EXCERPTED TEXT:
== == ==

The declines in property transfers and building-related fees are the result of less building activity in later years. Property taxes reflect both new homes and inflation. The sales tax increase anticipates new construction and pricing inflation, and it also is affected by population growth. Within the model, it is measured in value per/square feet; as that element grows, so does the tax base. A year-to-year analysis is provided in Table 12, found in the Attachments section of this report.

When revenues are compared to expenditures (not including transfers) they have similar growth rates and it is not until 2009/10 that the City has their first year where there is more revenue ($114,986) than expenses. This trend continues for the remaining years. For the early years where expenses are higher, sufficient transfers and fund balance provide sufficient resources to maintain all programs. Transfers include revenues such as Gas Tax and Measure C funding.

GRAPH 2: REVENUES AND EXPENDITURES

The fact that revenues keep pace with expenses over the next ten years allows the City’s fund balance and reserves to be preserved. The two years where reserves will be used are offset by the eight years of projected surpluses.

EXPENSE SUMMARY

Key Finding: The City projects that City staff funded by the General Fund will grow by 85.4 positions to meet new services demands created by future development; 62.4 of these positions will come in the next five years. The average annual increase of expenses per capita is $30.72 or 3.1% - slightly less than the projected growth in revenues.

Brentwood’s expense growth pattern also will reflect the fact that the City’s population will continue to grow. The key question is: can we maintain staffing and service levels, provide for capital expansion, and maintain equipment and buildings while staying within the resources available?

The expense projection model, like the revenue model, is based on both the growth projection model and traditional inflationary pressures in a city’s budget. For example, salaries will grow from inflation in compensation and benefits, in addition to the new staff required to meet new service demands. Internal services charges will need to keep up with commodity pricing, and line items like utility costs or the price of asphalt for roads. Therefore, the expense model links elements from both the budget and growth databases.

== == ==

(Phrase grounding data)
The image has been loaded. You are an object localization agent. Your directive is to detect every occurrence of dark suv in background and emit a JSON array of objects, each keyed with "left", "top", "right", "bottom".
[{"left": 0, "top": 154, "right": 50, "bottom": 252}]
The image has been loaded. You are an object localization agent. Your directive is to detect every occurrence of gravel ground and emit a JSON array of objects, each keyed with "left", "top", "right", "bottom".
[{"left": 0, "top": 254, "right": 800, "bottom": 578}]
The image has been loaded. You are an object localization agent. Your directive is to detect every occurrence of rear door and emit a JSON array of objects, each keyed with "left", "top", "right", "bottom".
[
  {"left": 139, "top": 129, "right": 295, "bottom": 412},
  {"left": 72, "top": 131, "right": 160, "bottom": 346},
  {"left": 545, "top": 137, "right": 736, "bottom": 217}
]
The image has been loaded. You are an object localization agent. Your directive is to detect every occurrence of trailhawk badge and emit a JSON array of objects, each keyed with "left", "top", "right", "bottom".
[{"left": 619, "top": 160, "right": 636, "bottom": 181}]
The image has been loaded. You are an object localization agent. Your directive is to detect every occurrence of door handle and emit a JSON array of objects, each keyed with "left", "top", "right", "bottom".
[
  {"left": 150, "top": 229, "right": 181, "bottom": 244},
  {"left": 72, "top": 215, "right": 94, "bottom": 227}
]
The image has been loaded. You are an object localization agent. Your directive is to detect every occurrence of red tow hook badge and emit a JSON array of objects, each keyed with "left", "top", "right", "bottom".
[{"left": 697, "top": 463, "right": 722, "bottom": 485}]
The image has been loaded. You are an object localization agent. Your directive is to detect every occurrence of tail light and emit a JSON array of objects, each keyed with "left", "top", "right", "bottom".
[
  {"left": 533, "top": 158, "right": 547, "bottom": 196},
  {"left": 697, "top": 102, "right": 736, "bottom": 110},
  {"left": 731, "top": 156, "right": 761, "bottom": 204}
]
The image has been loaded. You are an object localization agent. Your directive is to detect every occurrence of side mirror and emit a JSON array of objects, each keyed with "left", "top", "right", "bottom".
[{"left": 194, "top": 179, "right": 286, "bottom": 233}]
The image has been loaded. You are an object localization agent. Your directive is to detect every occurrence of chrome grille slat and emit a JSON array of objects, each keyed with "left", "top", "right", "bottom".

== == ==

YOUR TASKS:
(1) In the Brentwood budget projection text, why does the City expect its fund balance and reserves to be preserved? Answer in one to three sentences.
(2) Carry on the Brentwood budget projection text from its last sentence.
This material stands apart from the Brentwood budget text.

RESULTS BY TASK:
(1) Revenues are projected to keep pace with expenses over the next ten years. The two years in which reserves will be used are offset by eight years of projected surpluses.

(2)
The total City General Fund expenses will increase from $40.7 million in 2006/07 to $70.9 million in 2015/16 not including transfers to other funds. Expense transfers are estimated to range from $2.4 to $ 5.8 million and are to cover expenses such as CIP projects, the Pavement Management Program, and retiree medical costs. Of the $70.9 in total expenses, approximately $9.1 million annually in 2016 will have been created by additional staff and their cost in salaries and benefits. That doesn’t include the effect of compounding the expense once those jobs are filled. The average annual increase of expenses per capita is $30.72 or 3.1%; this assumes modest compensation adjustments annually for employees and the desired additional staff to meet the new service demands of a growing population. The rate of population and employee growth is just under 3% a year.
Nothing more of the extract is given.